## ENUNCIADO DE LA TAREA
¿Puedes copiar completo el texto mostrado, sin cambiar ni una palabra ni un signo?

## TEXTO MOSTRADO
|---|

En aquel momento el dormitorio se iluminó más, se oyó de nuevo con mucha más violencia el rumor que había cesado, como un trueno que hundiera la casa, pero cesó enseguida y todo quedó a oscuras. Los compañeros, saltando de la cama, huyeron sin saber a dónde; algunos se refugiaron en un rincón del dormitorio; otros se apretaron alrededor del prefecto del dormitorio, don José Fiorito, de Rívoli, y así pasaron el resto de la noche, esperando ansiosamente la luz del día. Todos habían oído el rumor. Algunos percibieron la voz, sin entender lo que decía. Se preguntaban unos a otros qué significaban aquel rumor y aquella voz y yo, sentado en mi cama, les decía que se tranquilizaran, asegurándoles que había oído claramente las palabras:
― Me he salvado.
También algunos las habían oído, como yo; resonaron sobre mi cabeza de modo que por mucho tiempo, se repitieron por el seminario.
Yo sufrí mucho; fue tal el terror que sentí, que hubiese preferido morir en aquellos momentos. Es la primera vez que recuerdo haber tenido miedo. Por todo ello, contraje una enfermedad que me llevó al borde del sepulcro, quedó tan mal parada mi salud que no la recuperé hasta muchos años después.

|---|

## INFORMACIÓN PROPORCIONADA

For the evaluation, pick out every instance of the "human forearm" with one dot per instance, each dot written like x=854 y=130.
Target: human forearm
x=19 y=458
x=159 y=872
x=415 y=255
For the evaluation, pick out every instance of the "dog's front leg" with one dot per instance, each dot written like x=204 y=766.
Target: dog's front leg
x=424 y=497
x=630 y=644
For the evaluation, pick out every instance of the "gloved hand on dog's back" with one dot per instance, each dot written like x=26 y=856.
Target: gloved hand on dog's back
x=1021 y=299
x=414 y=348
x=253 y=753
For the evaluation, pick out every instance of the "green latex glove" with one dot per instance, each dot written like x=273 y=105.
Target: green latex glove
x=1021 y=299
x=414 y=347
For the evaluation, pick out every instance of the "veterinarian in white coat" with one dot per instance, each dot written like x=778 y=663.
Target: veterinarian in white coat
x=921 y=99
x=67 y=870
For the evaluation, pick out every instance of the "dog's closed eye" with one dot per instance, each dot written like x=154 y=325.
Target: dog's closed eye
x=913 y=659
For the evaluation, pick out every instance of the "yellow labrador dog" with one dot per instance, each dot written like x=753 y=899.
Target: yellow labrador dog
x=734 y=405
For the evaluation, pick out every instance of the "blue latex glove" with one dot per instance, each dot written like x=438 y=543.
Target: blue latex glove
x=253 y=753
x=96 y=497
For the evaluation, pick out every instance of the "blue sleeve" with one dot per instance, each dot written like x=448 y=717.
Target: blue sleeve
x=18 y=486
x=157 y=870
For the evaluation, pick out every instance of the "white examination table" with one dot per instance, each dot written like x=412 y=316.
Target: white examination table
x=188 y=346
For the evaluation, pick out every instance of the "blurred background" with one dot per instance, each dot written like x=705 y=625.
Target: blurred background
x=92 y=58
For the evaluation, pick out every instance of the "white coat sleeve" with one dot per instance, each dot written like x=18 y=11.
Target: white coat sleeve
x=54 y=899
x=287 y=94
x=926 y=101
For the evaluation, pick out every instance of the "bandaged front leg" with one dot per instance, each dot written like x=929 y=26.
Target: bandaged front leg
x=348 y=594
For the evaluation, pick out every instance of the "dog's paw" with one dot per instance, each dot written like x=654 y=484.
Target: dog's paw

|---|

## RESPUESTA
En aquel momento el dormitorio se iluminó más, se oyó de nuevo con mucha más violencia el rumor que había cesado, como un trueno que hundiera la casa, pero cesó enseguida y todo quedó a oscuras. Los compañeros, saltando de la cama, huyeron sin saber a dónde; algunos se refugiaron en un rincón del dormitorio; otros se apretaron alrededor del prefecto del dormitorio, don José Fiorito, de Rívoli, y así pasaron el resto de la noche, esperando ansiosamente la luz del día. Todos habían oído el rumor. Algunos percibieron la voz, sin entender lo que decía. Se preguntaban unos a otros qué significaban aquel rumor y aquella voz y yo, sentado en mi cama, les decía que se tranquilizaran, asegurándoles que había oído claramente las palabras:
― Me he salvado.
También algunos las habían oído, como yo; resonaron sobre mi cabeza de modo que por mucho tiempo, se repitieron por el seminario.
Yo sufrí mucho; fue tal el terror que sentí, que hubiese preferido morir en aquellos momentos. Es la primera vez que recuerdo haber tenido miedo. Por todo ello, contraje una enfermedad que me llevó al borde del sepulcro, quedó tan mal parada mi salud que no la recuperé hasta muchos años después.